# Dataset entries start

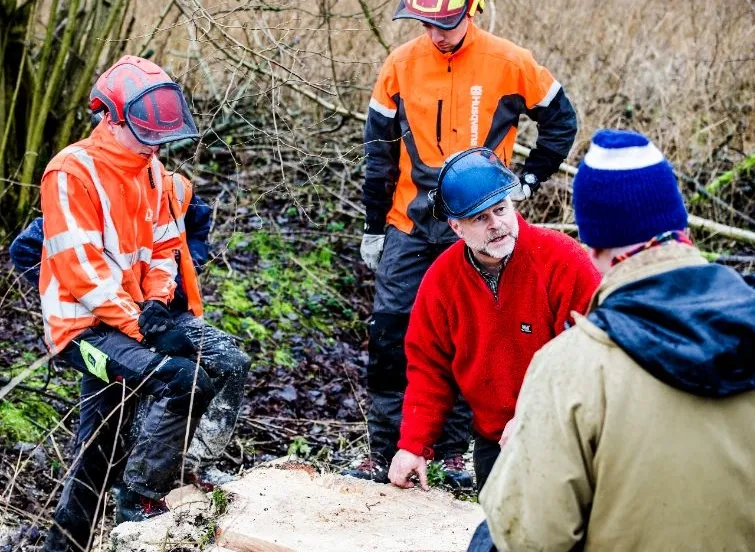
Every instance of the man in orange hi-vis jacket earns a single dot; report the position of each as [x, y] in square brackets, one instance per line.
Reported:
[112, 247]
[453, 88]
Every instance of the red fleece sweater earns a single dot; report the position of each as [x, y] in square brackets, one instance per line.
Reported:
[460, 337]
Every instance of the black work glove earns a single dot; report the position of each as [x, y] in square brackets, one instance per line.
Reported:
[173, 342]
[154, 319]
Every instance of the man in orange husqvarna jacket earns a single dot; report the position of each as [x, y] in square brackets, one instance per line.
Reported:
[453, 88]
[106, 278]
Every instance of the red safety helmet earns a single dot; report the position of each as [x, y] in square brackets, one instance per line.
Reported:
[444, 14]
[141, 94]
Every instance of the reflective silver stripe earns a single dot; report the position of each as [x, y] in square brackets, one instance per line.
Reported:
[112, 242]
[73, 226]
[166, 265]
[552, 91]
[107, 290]
[383, 110]
[71, 238]
[157, 178]
[53, 306]
[165, 232]
[180, 191]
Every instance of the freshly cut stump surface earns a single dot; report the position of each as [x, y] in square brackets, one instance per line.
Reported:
[291, 507]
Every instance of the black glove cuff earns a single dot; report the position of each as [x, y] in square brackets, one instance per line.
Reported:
[374, 226]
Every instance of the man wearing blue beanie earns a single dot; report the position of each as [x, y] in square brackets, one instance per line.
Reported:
[633, 429]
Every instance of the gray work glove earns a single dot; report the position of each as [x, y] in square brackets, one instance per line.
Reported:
[371, 248]
[527, 185]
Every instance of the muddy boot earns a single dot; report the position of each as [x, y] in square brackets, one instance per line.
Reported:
[56, 541]
[131, 506]
[370, 469]
[456, 474]
[206, 478]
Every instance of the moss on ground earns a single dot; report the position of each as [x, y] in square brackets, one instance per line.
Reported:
[288, 295]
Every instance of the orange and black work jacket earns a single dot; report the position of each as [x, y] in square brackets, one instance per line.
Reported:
[110, 240]
[427, 105]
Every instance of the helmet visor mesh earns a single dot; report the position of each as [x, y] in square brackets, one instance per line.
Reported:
[159, 115]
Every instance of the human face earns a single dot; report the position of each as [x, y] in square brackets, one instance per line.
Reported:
[491, 234]
[446, 41]
[126, 138]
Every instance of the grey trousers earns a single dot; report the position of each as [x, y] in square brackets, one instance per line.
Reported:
[215, 428]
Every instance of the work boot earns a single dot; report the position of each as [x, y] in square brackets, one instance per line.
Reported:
[131, 506]
[457, 476]
[370, 469]
[206, 478]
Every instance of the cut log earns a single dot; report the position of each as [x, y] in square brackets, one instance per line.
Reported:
[244, 543]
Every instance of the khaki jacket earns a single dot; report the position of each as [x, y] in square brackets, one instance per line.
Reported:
[608, 457]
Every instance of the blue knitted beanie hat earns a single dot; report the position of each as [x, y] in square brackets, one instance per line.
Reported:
[625, 192]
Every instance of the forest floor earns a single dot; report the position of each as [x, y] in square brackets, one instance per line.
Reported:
[289, 284]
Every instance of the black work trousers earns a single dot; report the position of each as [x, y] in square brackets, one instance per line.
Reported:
[117, 371]
[404, 261]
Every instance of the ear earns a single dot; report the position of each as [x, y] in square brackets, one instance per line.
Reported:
[456, 227]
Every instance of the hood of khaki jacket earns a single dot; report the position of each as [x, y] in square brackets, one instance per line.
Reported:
[688, 323]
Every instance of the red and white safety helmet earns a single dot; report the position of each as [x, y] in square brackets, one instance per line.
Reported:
[141, 94]
[444, 14]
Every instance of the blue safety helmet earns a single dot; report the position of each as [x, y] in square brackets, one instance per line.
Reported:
[470, 182]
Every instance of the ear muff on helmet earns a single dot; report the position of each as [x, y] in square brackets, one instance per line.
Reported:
[444, 14]
[139, 93]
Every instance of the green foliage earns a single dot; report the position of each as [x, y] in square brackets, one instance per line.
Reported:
[299, 447]
[290, 294]
[208, 535]
[219, 501]
[26, 418]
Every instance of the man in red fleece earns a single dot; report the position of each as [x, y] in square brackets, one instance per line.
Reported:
[483, 309]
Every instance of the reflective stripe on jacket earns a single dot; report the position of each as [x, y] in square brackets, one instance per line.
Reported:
[110, 240]
[427, 105]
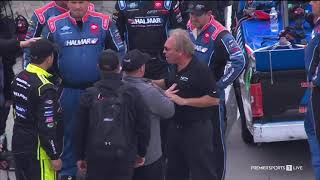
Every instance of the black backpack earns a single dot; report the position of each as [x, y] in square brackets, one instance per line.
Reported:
[108, 132]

# Dataset entries end

§ Problem to solve
From the line with "Every instance of the black backpack" up to and including the last line of the entries, rescale by giving those lines again, request included. Multiply each coordinate in the answers by 0.6 and round to the nearest whole number, with halves rounded up, but leave the request text and its format sample unchanged.

§ Task result
Every instance of the black backpack earns a single dot; report the position of each as [x, y] in square brackets, one instance per line.
Reported:
[65, 79]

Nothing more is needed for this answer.